Reproduce all of the data word for word.

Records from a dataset
--------------------------------------------------
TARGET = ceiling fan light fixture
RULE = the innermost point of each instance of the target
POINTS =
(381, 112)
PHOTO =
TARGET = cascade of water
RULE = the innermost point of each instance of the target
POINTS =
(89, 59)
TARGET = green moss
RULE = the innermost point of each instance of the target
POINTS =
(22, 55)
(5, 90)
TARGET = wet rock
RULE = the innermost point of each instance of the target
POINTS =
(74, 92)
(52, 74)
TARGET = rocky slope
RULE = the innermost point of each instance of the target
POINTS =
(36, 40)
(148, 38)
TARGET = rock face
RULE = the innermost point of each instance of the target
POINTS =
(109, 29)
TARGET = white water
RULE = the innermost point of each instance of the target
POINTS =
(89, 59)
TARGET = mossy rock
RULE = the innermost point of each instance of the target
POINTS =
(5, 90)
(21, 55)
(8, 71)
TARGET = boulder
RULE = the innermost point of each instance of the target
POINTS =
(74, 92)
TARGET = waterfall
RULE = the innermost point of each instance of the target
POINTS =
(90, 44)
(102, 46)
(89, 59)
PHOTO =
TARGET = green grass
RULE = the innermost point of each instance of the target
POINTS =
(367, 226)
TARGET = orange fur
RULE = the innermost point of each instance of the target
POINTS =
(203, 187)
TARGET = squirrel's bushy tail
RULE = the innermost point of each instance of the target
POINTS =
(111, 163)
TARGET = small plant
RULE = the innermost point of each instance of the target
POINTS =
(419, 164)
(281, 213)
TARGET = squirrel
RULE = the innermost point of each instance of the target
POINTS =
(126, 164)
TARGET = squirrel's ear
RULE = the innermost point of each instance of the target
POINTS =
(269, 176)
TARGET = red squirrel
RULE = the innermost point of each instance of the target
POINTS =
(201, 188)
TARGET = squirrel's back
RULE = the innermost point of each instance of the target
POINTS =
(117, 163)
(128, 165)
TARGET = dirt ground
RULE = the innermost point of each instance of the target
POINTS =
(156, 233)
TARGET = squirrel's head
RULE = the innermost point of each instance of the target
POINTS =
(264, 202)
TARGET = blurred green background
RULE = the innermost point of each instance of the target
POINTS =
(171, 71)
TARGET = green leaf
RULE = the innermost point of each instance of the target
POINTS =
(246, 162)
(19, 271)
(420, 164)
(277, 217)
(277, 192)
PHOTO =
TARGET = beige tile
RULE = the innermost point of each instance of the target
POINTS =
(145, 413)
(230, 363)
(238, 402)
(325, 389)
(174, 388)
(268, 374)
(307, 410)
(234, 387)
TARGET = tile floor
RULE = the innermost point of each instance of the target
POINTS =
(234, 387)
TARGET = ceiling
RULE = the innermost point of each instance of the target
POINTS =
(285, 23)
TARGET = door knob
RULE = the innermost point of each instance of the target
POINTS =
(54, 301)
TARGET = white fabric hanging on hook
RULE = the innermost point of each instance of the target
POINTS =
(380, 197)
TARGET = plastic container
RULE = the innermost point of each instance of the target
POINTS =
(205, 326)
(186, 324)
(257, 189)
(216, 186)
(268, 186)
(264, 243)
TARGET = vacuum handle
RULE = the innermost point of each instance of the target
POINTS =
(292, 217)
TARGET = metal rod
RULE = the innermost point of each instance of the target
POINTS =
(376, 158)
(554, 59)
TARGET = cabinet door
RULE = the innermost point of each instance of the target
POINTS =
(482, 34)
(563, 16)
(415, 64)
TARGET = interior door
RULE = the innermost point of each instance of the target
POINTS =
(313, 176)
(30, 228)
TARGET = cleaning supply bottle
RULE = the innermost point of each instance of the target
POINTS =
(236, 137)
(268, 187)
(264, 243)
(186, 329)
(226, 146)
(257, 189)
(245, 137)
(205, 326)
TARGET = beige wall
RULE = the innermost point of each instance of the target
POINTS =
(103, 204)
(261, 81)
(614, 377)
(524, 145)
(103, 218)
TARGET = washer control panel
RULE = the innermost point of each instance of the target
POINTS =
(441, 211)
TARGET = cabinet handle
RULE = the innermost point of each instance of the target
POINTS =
--------------------------------------------------
Exercise output:
TARGET = ceiling fan light fixture
RULE = the innermost point of each instance of the target
POINTS =
(381, 112)
PHOTO =
TARGET = cascade of water
RULE = the innermost point of each instance of the target
POINTS =
(89, 59)
TARGET = green moss
RULE = the innermost point of each instance of the target
POINTS =
(22, 55)
(5, 90)
TARGET = wet rock
RULE = the innermost point of each instance of the target
POINTS =
(74, 92)
(52, 74)
TARGET = rocky slope
RULE = the innermost point of each instance of the target
POINTS =
(36, 40)
(148, 38)
TARGET = rock face
RULE = the innermost point of each instance of the target
POINTS =
(109, 29)
TARGET = white water
RULE = the innermost point of each instance of the target
POINTS =
(89, 59)
TARGET = mossy rock
RULE = the innermost point of each instance of the target
POINTS =
(5, 90)
(21, 55)
(8, 71)
TARGET = boulder
RULE = the innermost point of each instance of the target
POINTS =
(74, 92)
TARGET = waterfall
RULE = the innermost point of each instance of the target
POINTS =
(90, 44)
(102, 46)
(89, 59)
PHOTO =
TARGET = green grass
RULE = the innermost point of each instance of the target
POINTS =
(367, 226)
TARGET = orange fur
RULE = the innermost point of each instance of the target
POINTS =
(203, 187)
TARGET = squirrel's bushy tail
RULE = the innermost point of each instance of the target
POINTS =
(111, 163)
TARGET = small plant
RULE = the innermost point of each instance of the target
POINTS =
(419, 164)
(281, 213)
TARGET = squirrel
RULE = the innermost point of each instance of the target
POINTS =
(126, 164)
TARGET = squirrel's ear
RULE = the innermost point of each instance of the target
POINTS =
(269, 176)
TARGET = red squirrel
RULE = the innermost point of each instance of the target
POINTS =
(201, 188)
TARGET = squirrel's back
RULE = the innermost point of each instance of the target
POINTS =
(117, 163)
(128, 165)
TARGET = dirt ground
RULE = the innermost point of each instance of the target
POINTS =
(156, 233)
TARGET = squirrel's head
RULE = the innermost point of each instance of the target
POINTS =
(264, 202)
TARGET = blurred green background
RULE = the innermost point of each instance of the target
POINTS =
(171, 71)
TARGET = green leaf
RULE = the innermost point of each instance of the target
POINTS =
(246, 162)
(19, 271)
(420, 164)
(277, 217)
(277, 192)
PHOTO =
TARGET = beige tile
RULE = the innermost point of each instance of the target
POINTS =
(145, 413)
(230, 363)
(238, 402)
(325, 389)
(174, 388)
(268, 374)
(307, 410)
(234, 387)
TARGET = tile floor
RULE = the innermost point of each instance of the target
POINTS =
(234, 387)
TARGET = ceiling
RULE = the innermost point of each instance of the target
POINTS =
(285, 23)
TARGET = door knob
RULE = the innermost point of each instance of the target
POINTS =
(54, 301)
TARGET = white fabric hanging on hook
RULE = the innermost point of each instance of the target
POINTS =
(380, 197)
TARGET = plastic container
RULE = the innermost point of each instance of the target
POINTS =
(205, 326)
(186, 324)
(257, 189)
(216, 186)
(268, 186)
(264, 243)
TARGET = vacuum handle
RULE = the innermost point of each instance of the target
POINTS =
(292, 217)
TARGET = metal rod
RULE = the innermost point of each instance of the target
POINTS =
(376, 158)
(554, 59)
TARGET = cabinet door
RULE = the innermost point of each instance of the target
POINTS =
(482, 34)
(563, 16)
(415, 64)
TARGET = interior door
RULE = the innermost point of each instance of the target
POINTS =
(313, 176)
(30, 228)
TARGET = cleaning supply bottle
RULE = the innermost point of each instance of the target
POINTS =
(236, 137)
(268, 187)
(264, 243)
(186, 329)
(226, 146)
(257, 189)
(245, 137)
(205, 326)
TARGET = beige wall
RULE = the innermost point of each instance of the target
POINTS =
(103, 204)
(261, 81)
(614, 377)
(524, 145)
(103, 218)
TARGET = washer control panel
RULE = the innermost point of each instance of the target
POINTS =
(441, 211)
TARGET = cabinet handle
RULE = the innermost point of each instance of the target
POINTS =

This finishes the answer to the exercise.